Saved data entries
[start]
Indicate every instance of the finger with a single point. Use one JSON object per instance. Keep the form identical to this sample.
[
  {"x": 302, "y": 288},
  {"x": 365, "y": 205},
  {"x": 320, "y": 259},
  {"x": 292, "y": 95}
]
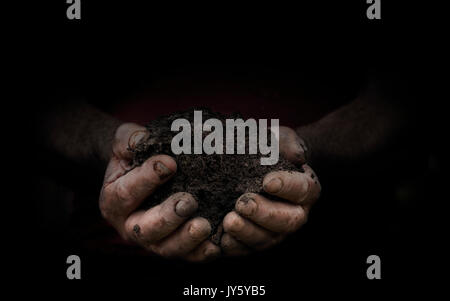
[end]
▶ _Directions_:
Return every line of the items above as a JSON list of strings, one string per line, with blank lines skipped. Leave the pictures out.

▶ _Response to the task_:
[
  "Indicate every instance of the finger with a single point. Use one JSON object per instance. Keep the form identical to this sample.",
  "[",
  "  {\"x\": 302, \"y\": 288},",
  "  {\"x\": 365, \"y\": 205},",
  "  {\"x\": 320, \"y\": 259},",
  "  {\"x\": 292, \"y\": 95}",
  "]"
]